* **To do**:
**A)** Answer these questions using the article on the Naga framework agreement and Manipur:
(i) On what date did Narendra Modi tweet about the "historic peace accord"?
(ii) What reason did Prakash Javadekar give for not disclosing the details of the framework agreement?
(iii) Which constituency does Thangso Baite represent in the Lok Sabha?
**B)** Write a continuation of the article on the Naga framework agreement and Manipur, beginning after its final sentence.

Will Manipur take the PM’s word at face value?
A ‘historic peace accord’ or a page-long ‘framework agreement’, the Centre’s insistence on keeping its agreement with Nagas secret casts a shadow on the election in Manipur
On August 3, 2015 Prime Minister Narendra Modi tweeted about the ‘historic peace accord’ that the Government of India had signed with the Nationalist Socialist Council of Nagaland (Isak-Muivah). It was not just the end of a problem, he tweeted, but the beginning of a new future.
The Times of India had then carried the following report.
A year and half later, the Prime Minister was trying to convince people in Manipur that there was no accord that affected Manipur’s territorial integrity. “Standing on the holy land of Manipur, I promise you that there’s not even one word in any accord which is against the interests of Manipuris,” he said at an election rally in Imphal on February 25.
But why not disclose the content of the ‘accord’ (which the Government now concedes was just a framework agreement and is less than a page long) in that case? This was not necessary, said Union Minister Prakash Javadekar at Imphal on Sunday. Didn’t the PM say there was nothing to it? People of Manipur were satisfied, he claimed, that their interests would not be compromised by the PM.
Pressed by the media to at least explain why the framework agreement is kept a secret, Javadekar is quoted as saying reluctantly, “Because it is a work in progress” and therefore the details cannot be disclosed.
The NSCN(IM) has been less discreet. At various times it has claimed that the Government had recognised Naga 'sovereignty’’, that the dream of Greater Nagalim with integration of Naga inhabited areas in Manipur, Assam and other NE states and even Myanmar was close to being fulfilled. The insurgent group is also reported to have claimed that the agreement would eventually allow Nagas to have a flag of their own. The NSCN(IM) of course has ministries and an army subsidised by the Government of India.
“If the Centre is sincere, it should clear the air on the framework agreement. Why keep the people of Manipur in the dark?” says Thangso Baite, who represents Outer Manipur in the Lok Sabha.
Had the Modi government agreed to a ‘greater Nagalim’? If not, how was this issue planned to be solved as per the framework agreement? What was the execution plan? How were the neighbouring states being brought in to be on the same page on this issue? It may be noted that soon after the announcement of August 3, Chief Minister Okram Ibobi Singh—along with his Congress counterparts from Assam and Arunachal Pradesh—had accused the NDA government of deliberately keeping them out of the loop and declared that they would not cede an inch of their land.
Had the Modi government agreed to a 'greater Nagalim'? If not, how was this issue planned to be solved as per the framework agreement? What was the execution plan? How were the neighbouring states being brought in to be on the same page on this issue?
It may be noted that soon after the announcement of August 3, Chief Minister Okram Ibobi Singh—along with his Congress counterparts from Assam and Arunachal Pradesh—had accused the NDA government of deliberately keeping them out of the loop and declared that they would not cede an inch of their land.
“It is incomprehensible why the accord can’t be made public,” says Baite.

(Entries from a pointing dataset)

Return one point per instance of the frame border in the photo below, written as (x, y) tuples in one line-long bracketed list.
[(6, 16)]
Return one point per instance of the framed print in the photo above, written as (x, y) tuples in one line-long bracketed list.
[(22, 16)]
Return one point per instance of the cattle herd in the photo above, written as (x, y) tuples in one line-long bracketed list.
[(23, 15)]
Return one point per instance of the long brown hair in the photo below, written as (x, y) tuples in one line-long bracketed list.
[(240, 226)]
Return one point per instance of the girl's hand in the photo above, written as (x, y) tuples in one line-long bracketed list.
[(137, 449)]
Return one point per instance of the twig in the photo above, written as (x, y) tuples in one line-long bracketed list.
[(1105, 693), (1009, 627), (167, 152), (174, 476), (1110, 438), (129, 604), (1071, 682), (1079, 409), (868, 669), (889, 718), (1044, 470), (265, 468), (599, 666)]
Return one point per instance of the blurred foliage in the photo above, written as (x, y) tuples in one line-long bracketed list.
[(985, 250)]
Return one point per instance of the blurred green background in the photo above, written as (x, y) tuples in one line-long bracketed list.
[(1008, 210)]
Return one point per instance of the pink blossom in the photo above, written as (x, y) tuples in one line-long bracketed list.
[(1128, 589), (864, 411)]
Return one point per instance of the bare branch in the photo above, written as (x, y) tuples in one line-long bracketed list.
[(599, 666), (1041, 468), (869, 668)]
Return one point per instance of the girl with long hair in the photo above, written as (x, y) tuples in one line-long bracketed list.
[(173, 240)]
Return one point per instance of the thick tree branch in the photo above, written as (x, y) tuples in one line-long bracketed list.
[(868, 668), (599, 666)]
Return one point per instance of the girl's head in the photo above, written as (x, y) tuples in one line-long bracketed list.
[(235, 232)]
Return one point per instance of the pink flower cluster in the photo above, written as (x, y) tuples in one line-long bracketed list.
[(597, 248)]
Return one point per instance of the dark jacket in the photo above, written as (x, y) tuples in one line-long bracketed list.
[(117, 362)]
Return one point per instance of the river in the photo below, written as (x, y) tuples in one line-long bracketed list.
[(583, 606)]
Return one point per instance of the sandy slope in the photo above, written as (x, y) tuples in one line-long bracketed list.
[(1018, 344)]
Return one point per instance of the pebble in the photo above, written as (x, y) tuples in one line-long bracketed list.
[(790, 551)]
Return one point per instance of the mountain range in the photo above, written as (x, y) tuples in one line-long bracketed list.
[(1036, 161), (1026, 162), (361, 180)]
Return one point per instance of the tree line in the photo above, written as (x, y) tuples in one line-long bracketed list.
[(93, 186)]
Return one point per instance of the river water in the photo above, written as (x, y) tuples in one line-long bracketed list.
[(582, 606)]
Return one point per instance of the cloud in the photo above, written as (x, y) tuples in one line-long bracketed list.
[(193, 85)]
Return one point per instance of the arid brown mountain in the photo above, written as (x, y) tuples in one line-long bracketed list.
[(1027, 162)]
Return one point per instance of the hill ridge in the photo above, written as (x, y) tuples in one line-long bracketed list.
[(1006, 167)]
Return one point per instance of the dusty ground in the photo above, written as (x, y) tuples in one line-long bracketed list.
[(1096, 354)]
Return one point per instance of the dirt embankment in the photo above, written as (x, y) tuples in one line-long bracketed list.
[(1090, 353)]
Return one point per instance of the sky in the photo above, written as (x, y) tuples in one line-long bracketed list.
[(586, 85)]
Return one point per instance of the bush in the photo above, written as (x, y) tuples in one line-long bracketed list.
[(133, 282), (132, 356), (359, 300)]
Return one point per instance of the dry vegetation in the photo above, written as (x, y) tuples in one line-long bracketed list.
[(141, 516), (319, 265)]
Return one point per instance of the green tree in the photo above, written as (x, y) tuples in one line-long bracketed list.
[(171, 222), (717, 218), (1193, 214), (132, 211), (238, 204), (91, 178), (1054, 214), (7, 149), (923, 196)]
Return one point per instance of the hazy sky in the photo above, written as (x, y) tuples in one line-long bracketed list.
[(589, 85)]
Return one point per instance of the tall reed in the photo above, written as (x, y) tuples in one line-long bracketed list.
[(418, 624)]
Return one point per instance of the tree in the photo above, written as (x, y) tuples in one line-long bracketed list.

* **Per-task outputs**:
**A)**
(i) August 3, 2015
(ii) "Because it is a work in progress"
(iii) Outer Manipur

**B)**
The BJP’s argument has been that the PM had called up Opposition leaders to inform them about the peace accord between New Delhi and NSCN(IM). However, CPI(M) General Secretary Sitaram Yechury punctures that claim. He is quoted by ANI as saying: “Where is the accord the PM told us on phone that was settled?” Yechury said that neither has Parliament seen that accord nor even the opposition party: “So, I don’t think there is any accord.”
“If the Centre is sincere, it should clear the air on the framework agreement. Why keep the people of Manipur in the dark?”Thangso Baite
The Prime Minister’s claim that if the BJP is voted to power in the state, it would get the four-month-old blockade of Manipur by the Nagas lifted within two days has added fuel to the fire. The blockade was declared against the Manipur Government’s move to create seven new districts for ‘administrative efficiency’.
“I am not surprised at the PM’s statement. The Centre, if it wants, can solve the economic blockade issue—the NDA Government only has to direct the UNC to do so,” says Baite, claiming that the BJP has been in cahoots with all the Naga groups.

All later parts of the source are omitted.